Wherever the listing has a line with the string "concrete", copy that line out.

DATA TO USE →
________________________________________
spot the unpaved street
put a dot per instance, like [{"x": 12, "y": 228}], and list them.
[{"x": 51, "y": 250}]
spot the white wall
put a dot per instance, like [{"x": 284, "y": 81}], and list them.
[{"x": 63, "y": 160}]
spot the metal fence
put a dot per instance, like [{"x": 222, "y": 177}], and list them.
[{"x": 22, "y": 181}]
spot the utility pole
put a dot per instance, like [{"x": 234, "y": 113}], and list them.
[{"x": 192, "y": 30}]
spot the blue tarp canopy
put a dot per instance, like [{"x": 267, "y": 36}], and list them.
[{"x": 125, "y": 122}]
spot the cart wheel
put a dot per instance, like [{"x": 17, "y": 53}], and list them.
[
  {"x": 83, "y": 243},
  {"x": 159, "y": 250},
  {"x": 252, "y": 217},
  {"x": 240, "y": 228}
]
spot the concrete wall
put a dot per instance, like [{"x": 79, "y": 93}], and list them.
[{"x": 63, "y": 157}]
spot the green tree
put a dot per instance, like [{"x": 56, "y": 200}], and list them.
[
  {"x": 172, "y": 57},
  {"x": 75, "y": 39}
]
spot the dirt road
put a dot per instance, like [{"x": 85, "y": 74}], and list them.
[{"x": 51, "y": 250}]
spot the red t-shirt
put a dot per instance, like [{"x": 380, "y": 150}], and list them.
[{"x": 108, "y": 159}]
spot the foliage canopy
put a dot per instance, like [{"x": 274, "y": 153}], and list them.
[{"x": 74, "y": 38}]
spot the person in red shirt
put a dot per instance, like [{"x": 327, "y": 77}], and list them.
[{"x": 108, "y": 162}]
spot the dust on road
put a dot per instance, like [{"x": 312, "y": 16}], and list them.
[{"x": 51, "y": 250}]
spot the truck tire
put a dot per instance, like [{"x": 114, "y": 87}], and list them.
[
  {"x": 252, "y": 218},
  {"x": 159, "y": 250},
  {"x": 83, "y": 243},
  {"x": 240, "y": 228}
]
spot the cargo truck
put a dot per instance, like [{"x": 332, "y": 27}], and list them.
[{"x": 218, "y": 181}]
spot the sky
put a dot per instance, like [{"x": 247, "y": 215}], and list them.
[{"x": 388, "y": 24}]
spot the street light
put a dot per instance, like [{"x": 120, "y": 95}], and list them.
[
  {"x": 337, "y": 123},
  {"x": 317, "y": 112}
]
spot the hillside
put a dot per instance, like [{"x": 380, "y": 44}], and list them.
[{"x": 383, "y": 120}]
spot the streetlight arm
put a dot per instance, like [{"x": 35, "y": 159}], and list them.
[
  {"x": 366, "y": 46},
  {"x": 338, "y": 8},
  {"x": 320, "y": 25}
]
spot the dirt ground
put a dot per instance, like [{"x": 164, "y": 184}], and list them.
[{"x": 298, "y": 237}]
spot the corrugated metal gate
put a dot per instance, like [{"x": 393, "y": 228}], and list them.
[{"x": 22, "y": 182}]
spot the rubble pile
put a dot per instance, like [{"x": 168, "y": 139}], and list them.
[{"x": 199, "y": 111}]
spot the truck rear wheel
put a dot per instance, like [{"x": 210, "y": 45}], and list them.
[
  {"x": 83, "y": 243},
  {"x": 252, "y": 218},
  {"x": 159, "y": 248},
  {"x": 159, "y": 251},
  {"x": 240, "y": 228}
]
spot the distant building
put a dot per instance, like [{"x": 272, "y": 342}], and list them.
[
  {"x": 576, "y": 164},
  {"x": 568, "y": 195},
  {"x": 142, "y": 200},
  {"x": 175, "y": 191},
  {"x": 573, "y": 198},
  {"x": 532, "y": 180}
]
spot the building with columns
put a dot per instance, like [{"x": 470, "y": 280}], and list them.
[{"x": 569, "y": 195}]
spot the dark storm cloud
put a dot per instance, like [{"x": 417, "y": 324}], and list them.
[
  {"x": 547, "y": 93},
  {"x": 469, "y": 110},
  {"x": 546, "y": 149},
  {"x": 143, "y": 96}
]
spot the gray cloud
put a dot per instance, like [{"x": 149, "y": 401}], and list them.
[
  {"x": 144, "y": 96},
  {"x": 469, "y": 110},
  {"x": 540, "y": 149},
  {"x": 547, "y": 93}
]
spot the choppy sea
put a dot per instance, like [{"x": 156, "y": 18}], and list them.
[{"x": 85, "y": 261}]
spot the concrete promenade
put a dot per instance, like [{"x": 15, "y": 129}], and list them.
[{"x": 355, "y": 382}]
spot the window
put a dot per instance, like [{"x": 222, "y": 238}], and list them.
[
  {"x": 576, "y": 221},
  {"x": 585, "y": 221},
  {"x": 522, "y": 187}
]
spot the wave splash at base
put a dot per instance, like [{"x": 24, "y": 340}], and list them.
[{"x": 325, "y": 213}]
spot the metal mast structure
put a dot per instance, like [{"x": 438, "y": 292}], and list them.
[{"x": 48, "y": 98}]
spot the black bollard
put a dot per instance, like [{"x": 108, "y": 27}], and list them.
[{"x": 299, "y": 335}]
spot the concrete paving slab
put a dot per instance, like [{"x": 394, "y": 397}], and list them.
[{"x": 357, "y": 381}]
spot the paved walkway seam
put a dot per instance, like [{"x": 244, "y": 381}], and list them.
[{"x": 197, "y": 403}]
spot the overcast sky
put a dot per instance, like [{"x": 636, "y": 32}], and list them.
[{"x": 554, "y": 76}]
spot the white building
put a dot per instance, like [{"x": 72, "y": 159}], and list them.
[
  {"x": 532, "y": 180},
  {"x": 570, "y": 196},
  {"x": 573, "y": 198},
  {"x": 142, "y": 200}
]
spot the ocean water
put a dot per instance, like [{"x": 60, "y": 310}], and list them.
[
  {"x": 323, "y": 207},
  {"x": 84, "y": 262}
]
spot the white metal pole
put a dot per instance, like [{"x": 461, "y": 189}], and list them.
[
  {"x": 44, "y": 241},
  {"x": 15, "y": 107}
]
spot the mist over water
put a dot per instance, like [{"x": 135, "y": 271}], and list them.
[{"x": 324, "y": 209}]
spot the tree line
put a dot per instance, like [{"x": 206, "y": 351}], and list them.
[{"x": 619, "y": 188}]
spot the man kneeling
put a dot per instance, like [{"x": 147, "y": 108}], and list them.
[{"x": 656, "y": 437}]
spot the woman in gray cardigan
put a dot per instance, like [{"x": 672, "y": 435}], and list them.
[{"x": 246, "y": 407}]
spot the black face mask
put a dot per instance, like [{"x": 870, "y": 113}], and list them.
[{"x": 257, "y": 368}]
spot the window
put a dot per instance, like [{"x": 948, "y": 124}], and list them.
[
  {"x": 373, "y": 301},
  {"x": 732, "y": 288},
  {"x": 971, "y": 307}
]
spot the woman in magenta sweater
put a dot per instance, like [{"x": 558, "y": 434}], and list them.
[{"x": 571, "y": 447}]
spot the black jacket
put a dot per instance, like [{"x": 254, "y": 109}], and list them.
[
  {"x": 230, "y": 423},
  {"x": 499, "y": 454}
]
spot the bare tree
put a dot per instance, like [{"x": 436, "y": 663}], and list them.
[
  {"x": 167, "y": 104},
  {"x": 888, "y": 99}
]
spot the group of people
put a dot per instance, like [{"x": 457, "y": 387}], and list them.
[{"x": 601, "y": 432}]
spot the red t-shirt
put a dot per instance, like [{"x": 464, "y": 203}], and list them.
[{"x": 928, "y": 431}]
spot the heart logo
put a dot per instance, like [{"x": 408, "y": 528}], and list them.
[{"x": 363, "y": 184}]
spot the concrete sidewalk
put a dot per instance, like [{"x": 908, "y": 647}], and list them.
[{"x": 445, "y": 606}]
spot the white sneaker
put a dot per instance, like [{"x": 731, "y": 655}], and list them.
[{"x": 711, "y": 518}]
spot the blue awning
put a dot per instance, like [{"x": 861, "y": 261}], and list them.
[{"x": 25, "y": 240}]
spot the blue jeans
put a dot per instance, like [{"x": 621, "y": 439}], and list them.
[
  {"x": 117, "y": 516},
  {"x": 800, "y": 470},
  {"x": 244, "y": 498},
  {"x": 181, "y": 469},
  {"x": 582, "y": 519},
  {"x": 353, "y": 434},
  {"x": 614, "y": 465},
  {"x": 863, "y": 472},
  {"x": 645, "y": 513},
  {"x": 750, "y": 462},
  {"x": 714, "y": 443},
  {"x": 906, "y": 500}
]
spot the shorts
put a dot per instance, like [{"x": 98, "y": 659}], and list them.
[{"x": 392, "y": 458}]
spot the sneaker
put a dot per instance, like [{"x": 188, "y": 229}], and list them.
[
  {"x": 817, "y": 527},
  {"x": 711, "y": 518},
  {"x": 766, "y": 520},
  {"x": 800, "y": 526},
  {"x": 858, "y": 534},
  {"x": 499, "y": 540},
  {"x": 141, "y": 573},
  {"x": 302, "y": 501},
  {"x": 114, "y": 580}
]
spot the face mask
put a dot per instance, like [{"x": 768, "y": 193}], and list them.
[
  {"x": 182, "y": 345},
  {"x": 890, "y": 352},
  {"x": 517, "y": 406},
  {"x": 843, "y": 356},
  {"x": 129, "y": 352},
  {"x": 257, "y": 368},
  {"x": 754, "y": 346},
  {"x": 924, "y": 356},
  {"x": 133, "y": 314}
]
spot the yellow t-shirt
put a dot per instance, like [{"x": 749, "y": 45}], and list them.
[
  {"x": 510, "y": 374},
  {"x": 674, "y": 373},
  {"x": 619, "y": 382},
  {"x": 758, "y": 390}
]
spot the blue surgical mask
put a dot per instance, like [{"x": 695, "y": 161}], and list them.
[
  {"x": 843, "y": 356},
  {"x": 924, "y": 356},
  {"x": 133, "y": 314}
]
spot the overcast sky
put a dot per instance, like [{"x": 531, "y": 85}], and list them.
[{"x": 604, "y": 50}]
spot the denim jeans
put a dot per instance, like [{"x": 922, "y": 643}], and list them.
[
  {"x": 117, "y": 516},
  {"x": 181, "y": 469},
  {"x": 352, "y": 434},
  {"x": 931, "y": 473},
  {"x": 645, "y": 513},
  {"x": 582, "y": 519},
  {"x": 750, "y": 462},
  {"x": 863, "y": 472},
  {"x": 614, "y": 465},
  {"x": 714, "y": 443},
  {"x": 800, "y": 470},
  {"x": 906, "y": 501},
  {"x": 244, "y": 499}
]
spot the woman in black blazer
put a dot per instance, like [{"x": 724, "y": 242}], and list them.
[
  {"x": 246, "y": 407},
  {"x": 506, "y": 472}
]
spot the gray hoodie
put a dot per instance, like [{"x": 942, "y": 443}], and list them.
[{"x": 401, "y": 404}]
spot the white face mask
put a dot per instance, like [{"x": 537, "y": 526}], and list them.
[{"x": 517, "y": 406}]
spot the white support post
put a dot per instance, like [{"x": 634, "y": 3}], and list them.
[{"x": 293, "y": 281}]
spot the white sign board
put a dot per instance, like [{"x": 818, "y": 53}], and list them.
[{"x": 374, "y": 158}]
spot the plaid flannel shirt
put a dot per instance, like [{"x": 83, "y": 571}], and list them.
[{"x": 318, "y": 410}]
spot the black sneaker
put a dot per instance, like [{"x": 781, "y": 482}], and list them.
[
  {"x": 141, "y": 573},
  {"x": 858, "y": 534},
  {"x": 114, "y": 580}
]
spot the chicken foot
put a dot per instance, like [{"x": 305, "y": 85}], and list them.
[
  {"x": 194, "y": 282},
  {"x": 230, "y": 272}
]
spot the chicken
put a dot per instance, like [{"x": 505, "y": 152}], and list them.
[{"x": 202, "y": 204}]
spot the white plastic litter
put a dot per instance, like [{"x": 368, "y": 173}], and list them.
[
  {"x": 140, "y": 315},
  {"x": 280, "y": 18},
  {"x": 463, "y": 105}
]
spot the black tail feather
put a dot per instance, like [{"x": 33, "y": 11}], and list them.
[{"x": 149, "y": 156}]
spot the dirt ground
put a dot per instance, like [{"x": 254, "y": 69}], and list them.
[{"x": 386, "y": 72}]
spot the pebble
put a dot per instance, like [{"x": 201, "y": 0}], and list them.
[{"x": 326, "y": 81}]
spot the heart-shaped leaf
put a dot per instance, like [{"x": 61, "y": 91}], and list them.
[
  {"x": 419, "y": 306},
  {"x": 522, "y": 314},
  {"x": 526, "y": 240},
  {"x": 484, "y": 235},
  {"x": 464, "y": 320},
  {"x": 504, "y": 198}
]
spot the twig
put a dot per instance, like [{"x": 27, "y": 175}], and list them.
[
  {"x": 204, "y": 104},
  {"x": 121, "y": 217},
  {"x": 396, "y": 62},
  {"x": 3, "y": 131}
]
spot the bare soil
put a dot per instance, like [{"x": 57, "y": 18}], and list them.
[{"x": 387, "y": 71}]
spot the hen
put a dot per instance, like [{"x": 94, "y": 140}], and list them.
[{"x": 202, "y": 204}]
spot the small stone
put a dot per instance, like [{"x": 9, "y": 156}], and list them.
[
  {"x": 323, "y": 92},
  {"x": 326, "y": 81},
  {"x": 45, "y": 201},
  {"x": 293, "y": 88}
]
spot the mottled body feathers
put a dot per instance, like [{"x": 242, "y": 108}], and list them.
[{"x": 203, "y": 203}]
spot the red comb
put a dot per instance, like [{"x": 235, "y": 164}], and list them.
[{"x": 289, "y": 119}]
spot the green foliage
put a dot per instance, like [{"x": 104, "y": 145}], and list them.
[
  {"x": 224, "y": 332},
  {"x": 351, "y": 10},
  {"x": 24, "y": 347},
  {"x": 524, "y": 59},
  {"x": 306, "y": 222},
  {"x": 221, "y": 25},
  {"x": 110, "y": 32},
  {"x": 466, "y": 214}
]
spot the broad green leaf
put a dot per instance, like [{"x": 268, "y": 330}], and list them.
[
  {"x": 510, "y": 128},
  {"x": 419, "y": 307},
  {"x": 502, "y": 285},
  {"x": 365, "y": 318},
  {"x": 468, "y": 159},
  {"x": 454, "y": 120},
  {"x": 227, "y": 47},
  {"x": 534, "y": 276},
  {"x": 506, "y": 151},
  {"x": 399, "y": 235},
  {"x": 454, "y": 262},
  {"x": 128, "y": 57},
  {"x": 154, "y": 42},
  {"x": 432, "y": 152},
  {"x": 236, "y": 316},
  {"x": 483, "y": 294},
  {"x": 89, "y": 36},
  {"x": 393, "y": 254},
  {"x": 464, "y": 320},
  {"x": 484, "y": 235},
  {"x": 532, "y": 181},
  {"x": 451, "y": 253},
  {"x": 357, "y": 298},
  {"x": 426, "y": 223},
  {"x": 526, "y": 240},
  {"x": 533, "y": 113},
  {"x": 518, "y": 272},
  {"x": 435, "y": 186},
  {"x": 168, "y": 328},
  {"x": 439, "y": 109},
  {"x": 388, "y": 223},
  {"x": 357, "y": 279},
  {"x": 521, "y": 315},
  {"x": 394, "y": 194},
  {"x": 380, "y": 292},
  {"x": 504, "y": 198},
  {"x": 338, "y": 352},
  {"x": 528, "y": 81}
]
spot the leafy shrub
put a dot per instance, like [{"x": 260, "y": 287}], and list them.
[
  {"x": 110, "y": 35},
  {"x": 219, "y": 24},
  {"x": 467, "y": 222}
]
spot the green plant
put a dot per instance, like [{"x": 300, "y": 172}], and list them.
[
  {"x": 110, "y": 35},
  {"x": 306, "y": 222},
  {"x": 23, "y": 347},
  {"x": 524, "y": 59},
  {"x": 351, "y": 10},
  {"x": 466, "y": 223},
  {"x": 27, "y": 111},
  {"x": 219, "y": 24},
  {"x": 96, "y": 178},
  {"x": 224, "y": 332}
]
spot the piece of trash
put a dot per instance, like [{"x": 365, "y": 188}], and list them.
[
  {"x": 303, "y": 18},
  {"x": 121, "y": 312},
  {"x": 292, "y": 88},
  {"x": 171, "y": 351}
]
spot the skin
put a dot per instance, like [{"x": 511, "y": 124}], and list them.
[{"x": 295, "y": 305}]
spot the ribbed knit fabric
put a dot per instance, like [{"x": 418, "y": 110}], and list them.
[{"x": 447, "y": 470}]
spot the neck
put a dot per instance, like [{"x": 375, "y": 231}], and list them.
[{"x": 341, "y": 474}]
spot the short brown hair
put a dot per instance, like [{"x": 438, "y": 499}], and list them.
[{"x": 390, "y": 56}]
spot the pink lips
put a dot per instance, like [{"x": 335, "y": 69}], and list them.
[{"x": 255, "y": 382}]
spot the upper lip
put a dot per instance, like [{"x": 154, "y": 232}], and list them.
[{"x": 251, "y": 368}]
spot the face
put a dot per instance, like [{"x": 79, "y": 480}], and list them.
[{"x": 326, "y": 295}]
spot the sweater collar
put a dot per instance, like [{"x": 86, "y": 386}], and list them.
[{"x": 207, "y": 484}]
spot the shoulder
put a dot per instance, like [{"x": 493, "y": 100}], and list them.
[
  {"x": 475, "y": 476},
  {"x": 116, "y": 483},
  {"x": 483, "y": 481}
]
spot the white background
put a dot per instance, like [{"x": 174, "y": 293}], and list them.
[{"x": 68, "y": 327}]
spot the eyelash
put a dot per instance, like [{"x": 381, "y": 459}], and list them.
________________________________________
YOUR RESPONSE →
spot the concrete wall
spot the concrete promenade
spot the concrete paving slab
spot the concrete sidewalk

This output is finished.